**EXERCICES:**
A. Recopiez le passage du texte sur Joe Gould qui commence à « C'est donc armé » et se termine à « donner un sens. », en y substituant « vingt ans » à « quinze ans ».
B. Relevez, s'il vous plaît, les défenses que l'homme a trouvées à l'âge adulte selon le texte sur Joe Gould.
C. Poursuivez le texte sur Joe Gould après sa dernière phrase.

**TEXTE CITÉ:**
********************

Pourquoi plus que tout autre ce vagabond sans le sou qui écumait les bars et trous à rats de Greenwich Village a retenu l'attention de l'auteur ?
Certainement parce qu'on a affaire à un personnage énigmatique, fantasque et pittoresque. Une relique des Temps anciens du mouvement bohème animée par la certitude d'une gloire posthume pour l'oeuvre qu'il s'évertue à rédiger fanatiquement chaque jour de sa vie. Plus qu'une simple oeuvre, une véritable odyssée littéraire : « il se peut que les gens lisent l'Histoire orale de Gould pour comprendre ce qui allait de travers chez nous, tout comme nous lisons l'Histoire de la décadence et de la chute de Gibbon pour comprendre ce qui allait de travers chez les Romains. » Une oeuvre donc colossale, voire légendaire personne n'ayant eu l'occasion de la feuilleter, pas même les cercles littéraires et artistiques de New York avec lesquels Joe Gould était familier.

C'est donc armé d'une patience prodigieuse et d'un sens aigu de l'observation que Joseph Mitchell a suivi pendant quinze ans ce curieux petit bonhomme qui étale orgueil et goût pour la mise en scène. Avec une sincérité remarquable, le journaliste américain a su mettre à nu un homme meurtri dans l'enfance qui n'a pas réussi à trouver à l'âge adulte d'autres défenses que la prétention, la désinvolture et la marginalité. Un homme en perpétuelle errance à laquelle seule l'obsession de l'écriture peut donner un sens.

********************

**Données d'étiquetage par coordonnées:**
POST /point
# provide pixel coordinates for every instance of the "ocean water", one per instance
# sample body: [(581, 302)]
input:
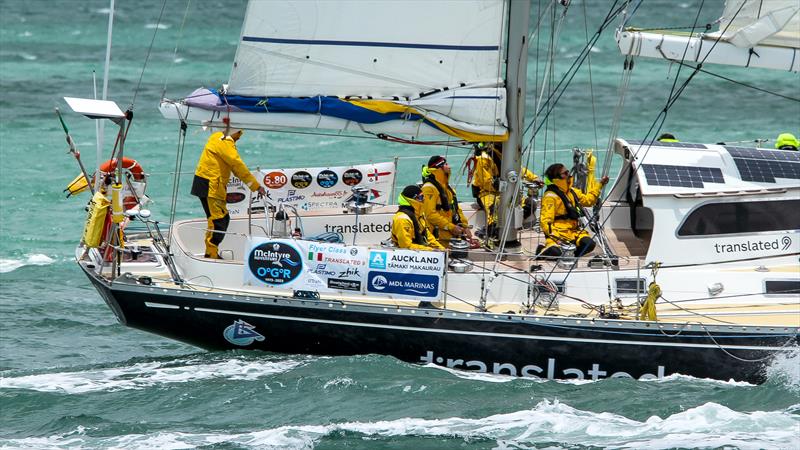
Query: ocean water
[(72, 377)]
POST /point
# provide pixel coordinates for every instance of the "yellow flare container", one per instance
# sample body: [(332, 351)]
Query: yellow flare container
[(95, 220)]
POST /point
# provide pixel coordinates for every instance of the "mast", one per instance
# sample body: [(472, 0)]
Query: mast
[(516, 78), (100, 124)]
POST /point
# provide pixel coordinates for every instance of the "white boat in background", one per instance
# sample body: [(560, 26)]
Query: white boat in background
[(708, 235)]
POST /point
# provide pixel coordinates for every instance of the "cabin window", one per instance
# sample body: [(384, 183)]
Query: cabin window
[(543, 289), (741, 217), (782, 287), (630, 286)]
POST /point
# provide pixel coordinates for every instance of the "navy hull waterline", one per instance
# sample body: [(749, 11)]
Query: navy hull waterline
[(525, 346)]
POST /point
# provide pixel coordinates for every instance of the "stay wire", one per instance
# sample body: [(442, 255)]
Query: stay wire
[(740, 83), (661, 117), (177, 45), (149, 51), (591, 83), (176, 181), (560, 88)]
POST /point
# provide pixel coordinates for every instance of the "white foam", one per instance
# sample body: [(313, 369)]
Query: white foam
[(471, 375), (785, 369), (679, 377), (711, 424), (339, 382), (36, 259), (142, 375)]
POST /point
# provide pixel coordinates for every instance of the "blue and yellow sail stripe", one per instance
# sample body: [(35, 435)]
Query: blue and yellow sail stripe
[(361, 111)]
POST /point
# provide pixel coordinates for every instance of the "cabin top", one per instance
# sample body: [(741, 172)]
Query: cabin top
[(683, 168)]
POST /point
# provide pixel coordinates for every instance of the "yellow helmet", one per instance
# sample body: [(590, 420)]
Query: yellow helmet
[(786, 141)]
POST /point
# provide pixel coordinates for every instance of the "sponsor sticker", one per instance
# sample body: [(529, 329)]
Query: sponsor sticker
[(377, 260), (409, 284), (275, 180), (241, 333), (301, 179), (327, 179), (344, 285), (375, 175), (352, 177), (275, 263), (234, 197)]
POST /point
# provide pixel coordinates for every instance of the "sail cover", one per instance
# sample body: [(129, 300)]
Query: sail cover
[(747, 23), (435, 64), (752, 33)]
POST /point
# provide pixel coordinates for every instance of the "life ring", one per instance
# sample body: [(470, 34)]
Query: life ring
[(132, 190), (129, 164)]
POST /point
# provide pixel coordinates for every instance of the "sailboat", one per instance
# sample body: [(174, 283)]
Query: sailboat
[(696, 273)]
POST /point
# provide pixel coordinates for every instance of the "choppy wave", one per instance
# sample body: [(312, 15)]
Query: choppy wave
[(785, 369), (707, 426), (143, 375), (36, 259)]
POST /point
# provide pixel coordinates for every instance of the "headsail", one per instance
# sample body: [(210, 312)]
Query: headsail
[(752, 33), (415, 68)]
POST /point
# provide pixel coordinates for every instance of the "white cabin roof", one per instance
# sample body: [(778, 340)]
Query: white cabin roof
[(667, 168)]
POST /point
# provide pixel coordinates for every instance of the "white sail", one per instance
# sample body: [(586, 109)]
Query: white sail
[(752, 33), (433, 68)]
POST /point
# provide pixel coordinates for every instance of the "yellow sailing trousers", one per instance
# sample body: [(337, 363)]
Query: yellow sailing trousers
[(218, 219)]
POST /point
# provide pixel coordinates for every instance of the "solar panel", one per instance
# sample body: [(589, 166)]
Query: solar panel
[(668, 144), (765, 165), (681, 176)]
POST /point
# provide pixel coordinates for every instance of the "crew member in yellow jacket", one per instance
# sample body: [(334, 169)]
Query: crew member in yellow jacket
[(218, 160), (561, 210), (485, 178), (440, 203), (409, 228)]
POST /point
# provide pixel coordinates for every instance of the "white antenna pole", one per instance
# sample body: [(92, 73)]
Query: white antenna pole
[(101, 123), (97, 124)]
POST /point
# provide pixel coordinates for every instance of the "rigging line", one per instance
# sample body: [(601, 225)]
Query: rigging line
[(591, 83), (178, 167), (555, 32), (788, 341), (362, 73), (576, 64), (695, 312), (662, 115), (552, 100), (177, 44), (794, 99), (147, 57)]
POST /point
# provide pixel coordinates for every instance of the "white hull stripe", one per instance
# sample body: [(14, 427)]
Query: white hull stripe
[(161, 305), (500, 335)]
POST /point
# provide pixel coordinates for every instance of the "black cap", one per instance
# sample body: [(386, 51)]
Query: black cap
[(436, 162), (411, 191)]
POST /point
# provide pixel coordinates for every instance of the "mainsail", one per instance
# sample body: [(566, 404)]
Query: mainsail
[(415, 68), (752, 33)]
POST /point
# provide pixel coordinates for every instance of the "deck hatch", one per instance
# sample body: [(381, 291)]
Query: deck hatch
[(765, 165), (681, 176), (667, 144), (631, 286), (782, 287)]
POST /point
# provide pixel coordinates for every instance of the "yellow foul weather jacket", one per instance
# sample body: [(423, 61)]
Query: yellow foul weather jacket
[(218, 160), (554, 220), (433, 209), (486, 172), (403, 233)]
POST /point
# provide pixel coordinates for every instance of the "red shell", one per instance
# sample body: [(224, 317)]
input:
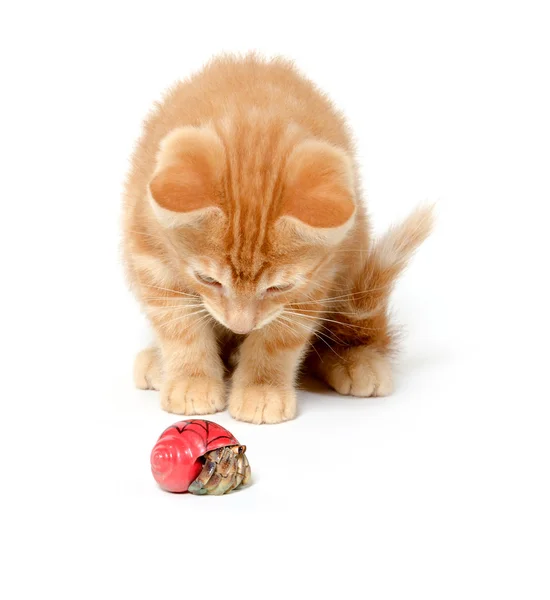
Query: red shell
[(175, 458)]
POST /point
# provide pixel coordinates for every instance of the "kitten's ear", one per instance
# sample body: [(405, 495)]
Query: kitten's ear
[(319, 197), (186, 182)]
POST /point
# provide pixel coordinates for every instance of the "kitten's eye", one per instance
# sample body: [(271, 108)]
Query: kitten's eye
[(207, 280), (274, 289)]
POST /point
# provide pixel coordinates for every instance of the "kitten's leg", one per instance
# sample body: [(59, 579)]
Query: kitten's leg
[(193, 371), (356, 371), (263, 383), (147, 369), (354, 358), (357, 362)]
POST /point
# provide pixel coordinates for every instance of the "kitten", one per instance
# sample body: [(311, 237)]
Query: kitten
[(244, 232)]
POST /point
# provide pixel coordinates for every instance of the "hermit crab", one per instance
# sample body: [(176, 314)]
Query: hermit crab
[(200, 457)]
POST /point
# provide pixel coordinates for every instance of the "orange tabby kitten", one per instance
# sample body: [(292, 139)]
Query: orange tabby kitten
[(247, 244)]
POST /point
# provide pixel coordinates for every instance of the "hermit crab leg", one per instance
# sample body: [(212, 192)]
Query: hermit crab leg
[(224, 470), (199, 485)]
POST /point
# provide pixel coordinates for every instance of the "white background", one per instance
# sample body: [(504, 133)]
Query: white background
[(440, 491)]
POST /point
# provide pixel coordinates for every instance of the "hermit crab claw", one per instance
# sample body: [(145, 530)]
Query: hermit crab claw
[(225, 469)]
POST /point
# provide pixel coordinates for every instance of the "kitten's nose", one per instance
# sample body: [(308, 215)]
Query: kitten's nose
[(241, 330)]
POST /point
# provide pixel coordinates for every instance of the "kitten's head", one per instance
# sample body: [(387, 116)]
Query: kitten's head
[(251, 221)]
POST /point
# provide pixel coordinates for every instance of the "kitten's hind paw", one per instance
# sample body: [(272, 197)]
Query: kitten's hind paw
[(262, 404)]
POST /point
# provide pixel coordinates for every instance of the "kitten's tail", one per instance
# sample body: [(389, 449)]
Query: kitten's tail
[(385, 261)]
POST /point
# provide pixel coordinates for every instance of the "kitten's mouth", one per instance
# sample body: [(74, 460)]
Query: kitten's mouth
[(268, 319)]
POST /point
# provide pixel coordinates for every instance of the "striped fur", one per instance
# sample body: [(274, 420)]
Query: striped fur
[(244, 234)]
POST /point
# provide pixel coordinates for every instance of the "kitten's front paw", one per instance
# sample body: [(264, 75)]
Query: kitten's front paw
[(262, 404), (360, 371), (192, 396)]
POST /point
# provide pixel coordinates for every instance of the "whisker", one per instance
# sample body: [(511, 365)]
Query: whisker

********************

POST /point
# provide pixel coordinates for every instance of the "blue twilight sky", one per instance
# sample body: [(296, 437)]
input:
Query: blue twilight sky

********************

**RÉSULTATS ATTENDUS:**
A.
C'est donc armé d'une patience prodigieuse et d'un sens aigu de l'observation que Joseph Mitchell a suivi pendant vingt ans ce curieux petit bonhomme qui étale orgueil et goût pour la mise en scène. Avec une sincérité remarquable, le journaliste américain a su mettre à nu un homme meurtri dans l'enfance qui n'a pas réussi à trouver à l'âge adulte d'autres défenses que la prétention, la désinvolture et la marginalité. Un homme en perpétuelle errance à laquelle seule l'obsession de l'écriture peut donner un sens.

B. la prétention, la désinvolture, la marginalité

C.
Sur la base des conversations et de son intuition, Mitchell nous offre un portrait fouillé certes mais avant tout un portrait élégant, contrastant fortement avec la personnalité de Joe. Si ce dernier est arrogant et excentrique, Mitchell reflète l'image d'un homme discret, constant et serein. C'est peut-être cette dissemblance que l'on retrouve dans la tonalité de l'écriture qui m'a séduite, une tendresse distante par laquelle l'auteur accumule certains détails par endroit pour en écarter d'autres ailleurs. Cette faculté de se mettre à hauteur d'homme pour mieux écouter quelqu'un qui a choisi une forme de retrait au monde. Dans le texte cela se traduit par l'absence d'artifice, pas d'omniprésence du ressenti, le journaliste a su se tenir à bonne distance de toute forme d'impudeur. Simplement un style ferme et une certaine ténacité pour peu que l'on cherche à masquer la vérité ou que l'on joue les imposteurs.

Ce bouquin fut un réel plaisir de lecture, d'abord en raison de la personnalité fantasque de Joe Gould : il n'a rien du héros mais sa singularité attire la curiosité. Et au-delà du personnage, J. Mitchell a su mêler avec une étonnante aisance les observations d'un journaliste avec l'empathie créatrice d'un auteur de fiction. Il ne s'efforce pas de rendre plus romanesque une vie qui l'était déjà largement, il ne fait pas de ce clochard « sa créature ». Il a simplement une incroyable capacité à mettre en roman ses observations et citations, un style qui, attaquant le réel par la fiction, vient conforter l'idée que toute biographie est nécessairement une fiction au regard du rôle de l'écrivain dans la construction.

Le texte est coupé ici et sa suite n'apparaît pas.